- _What is expected_
Find each line below that contains the string "cloud", matching uppercase and lowercase exactly, and copy those lines out in full.

- _Rows_
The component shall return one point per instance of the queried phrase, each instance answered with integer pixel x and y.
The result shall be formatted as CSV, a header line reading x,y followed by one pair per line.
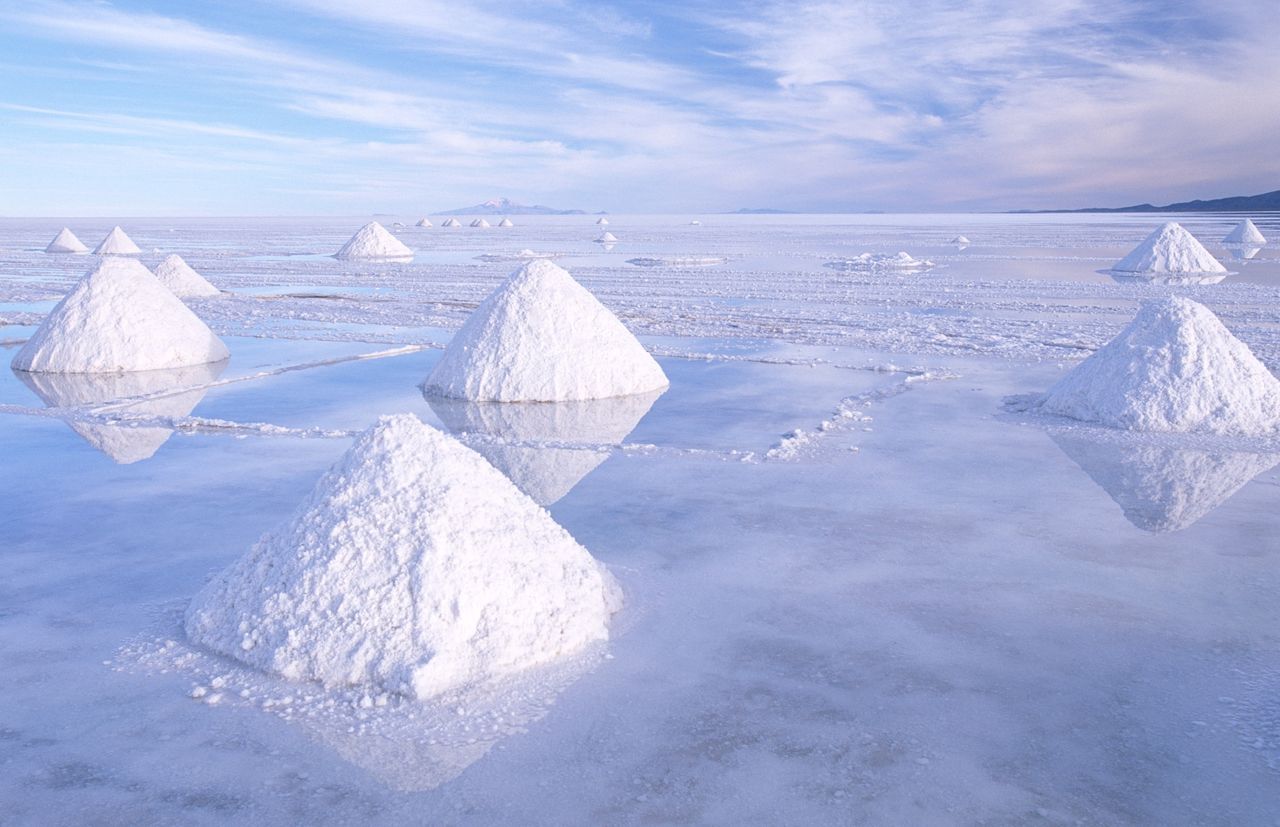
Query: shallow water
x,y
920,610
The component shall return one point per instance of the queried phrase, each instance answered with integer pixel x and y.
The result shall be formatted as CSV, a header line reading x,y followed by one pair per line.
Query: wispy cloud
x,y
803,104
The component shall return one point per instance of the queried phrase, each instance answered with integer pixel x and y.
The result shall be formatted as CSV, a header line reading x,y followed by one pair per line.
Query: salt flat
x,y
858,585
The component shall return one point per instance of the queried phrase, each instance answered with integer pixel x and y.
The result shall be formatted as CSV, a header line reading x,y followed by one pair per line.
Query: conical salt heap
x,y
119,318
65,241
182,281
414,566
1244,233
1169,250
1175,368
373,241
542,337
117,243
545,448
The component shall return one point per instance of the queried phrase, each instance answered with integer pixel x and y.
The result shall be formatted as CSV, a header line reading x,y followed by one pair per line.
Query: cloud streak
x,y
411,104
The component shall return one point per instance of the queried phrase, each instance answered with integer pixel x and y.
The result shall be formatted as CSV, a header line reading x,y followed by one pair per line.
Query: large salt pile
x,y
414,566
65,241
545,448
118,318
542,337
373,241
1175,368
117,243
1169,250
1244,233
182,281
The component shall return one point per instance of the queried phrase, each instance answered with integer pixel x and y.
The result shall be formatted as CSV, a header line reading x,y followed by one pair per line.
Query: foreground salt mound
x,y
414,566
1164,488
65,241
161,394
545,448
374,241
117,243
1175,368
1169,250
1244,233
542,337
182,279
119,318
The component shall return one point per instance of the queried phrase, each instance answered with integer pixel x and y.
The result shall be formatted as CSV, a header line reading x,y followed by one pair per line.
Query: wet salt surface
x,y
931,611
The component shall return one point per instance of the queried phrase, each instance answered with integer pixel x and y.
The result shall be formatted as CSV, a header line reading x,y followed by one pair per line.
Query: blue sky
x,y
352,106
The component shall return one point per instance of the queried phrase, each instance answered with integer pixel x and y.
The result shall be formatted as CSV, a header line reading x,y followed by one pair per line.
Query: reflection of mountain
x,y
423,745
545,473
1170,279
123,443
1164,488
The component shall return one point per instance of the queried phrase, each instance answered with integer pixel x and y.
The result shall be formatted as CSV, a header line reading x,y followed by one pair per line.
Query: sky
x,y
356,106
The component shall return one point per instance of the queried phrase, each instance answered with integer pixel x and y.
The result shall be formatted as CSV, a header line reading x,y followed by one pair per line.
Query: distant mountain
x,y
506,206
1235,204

...

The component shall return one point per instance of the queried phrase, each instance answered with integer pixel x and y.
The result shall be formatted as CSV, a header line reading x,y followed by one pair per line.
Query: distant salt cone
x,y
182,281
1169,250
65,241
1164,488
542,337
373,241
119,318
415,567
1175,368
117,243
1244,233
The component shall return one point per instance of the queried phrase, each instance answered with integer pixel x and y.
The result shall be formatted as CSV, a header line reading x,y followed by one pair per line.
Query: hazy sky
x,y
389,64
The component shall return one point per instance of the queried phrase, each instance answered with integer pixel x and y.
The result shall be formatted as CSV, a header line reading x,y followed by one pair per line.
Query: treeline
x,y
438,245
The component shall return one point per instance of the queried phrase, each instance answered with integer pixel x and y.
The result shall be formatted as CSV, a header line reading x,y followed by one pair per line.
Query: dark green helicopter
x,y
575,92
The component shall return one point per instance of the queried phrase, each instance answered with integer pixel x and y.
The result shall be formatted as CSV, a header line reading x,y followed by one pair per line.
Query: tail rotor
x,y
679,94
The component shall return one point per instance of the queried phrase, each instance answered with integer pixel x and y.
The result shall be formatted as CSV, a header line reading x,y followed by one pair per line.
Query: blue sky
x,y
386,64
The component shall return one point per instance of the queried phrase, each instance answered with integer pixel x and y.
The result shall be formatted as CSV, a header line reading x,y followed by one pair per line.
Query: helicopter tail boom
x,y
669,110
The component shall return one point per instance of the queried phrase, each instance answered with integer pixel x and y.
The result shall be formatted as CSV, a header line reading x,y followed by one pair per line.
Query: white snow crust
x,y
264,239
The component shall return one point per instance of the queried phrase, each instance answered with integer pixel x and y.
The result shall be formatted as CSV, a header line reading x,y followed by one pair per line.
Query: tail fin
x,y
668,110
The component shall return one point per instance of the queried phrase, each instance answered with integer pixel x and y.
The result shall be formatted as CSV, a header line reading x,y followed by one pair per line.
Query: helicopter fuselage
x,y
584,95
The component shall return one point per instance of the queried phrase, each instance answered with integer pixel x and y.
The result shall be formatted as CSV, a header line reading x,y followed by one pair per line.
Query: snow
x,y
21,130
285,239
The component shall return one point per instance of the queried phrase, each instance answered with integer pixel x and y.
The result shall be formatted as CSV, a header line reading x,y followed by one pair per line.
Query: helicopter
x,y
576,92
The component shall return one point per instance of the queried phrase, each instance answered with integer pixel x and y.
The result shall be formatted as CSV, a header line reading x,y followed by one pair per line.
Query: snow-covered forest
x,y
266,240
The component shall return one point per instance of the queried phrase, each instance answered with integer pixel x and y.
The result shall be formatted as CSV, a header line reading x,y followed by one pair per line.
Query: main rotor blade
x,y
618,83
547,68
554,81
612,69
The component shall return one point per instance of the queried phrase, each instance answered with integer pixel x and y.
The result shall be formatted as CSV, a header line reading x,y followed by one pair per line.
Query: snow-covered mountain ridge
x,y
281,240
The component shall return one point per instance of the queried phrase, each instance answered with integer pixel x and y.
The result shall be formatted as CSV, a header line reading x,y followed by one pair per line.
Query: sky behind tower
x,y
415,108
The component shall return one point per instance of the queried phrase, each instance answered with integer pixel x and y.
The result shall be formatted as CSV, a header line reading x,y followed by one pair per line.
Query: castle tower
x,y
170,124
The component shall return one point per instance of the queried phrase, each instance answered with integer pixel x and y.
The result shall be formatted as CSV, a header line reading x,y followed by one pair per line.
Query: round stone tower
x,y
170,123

---

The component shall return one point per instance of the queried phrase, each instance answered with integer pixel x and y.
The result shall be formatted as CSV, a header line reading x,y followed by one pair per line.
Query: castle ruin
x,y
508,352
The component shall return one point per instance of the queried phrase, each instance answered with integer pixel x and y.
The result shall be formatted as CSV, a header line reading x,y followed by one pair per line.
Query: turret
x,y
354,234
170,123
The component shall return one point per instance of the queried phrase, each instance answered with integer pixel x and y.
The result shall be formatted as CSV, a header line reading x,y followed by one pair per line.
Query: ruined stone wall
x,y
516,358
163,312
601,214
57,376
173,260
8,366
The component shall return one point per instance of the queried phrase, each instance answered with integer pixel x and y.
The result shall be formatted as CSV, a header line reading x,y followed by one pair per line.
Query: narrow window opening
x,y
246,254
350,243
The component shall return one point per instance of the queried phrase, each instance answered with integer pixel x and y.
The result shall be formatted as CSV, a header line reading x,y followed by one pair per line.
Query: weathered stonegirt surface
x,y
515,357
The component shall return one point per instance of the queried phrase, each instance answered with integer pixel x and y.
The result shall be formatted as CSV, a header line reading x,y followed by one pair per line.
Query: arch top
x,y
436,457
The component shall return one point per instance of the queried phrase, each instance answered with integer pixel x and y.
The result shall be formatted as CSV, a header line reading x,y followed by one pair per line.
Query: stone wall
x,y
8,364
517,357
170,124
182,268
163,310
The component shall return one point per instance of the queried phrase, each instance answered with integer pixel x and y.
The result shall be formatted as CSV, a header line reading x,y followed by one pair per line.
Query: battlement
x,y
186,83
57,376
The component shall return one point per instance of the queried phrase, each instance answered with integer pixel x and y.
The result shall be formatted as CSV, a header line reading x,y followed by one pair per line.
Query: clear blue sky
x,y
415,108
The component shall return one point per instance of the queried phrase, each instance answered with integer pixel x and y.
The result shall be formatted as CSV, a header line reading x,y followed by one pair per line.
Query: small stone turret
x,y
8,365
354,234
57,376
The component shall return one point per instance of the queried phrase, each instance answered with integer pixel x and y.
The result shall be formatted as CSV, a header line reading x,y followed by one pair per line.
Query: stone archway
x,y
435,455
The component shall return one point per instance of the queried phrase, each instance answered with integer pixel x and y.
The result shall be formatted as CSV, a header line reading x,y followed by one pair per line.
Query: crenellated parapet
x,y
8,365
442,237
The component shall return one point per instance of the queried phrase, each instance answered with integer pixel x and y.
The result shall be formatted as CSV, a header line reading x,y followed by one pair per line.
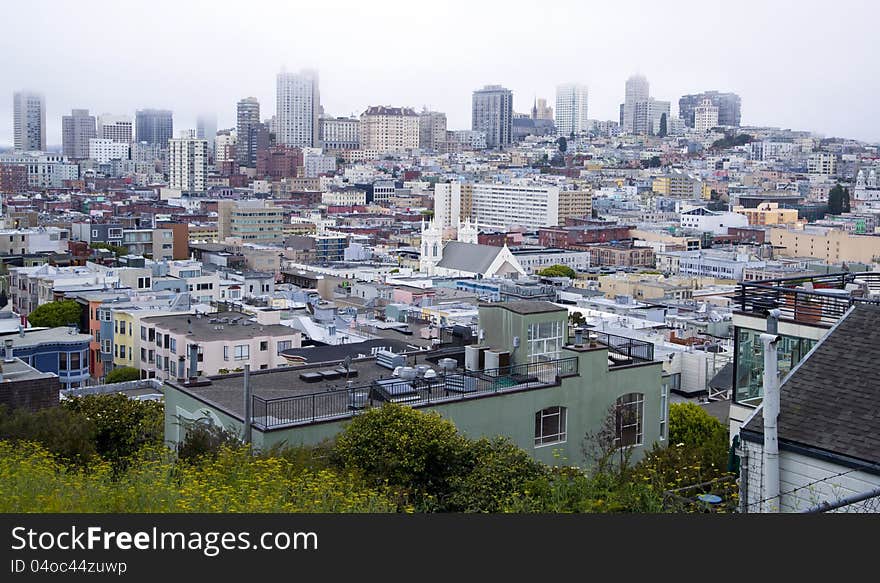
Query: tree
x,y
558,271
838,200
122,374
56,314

- _Exercise solution_
Query: wispy cloud
Query: cloud streak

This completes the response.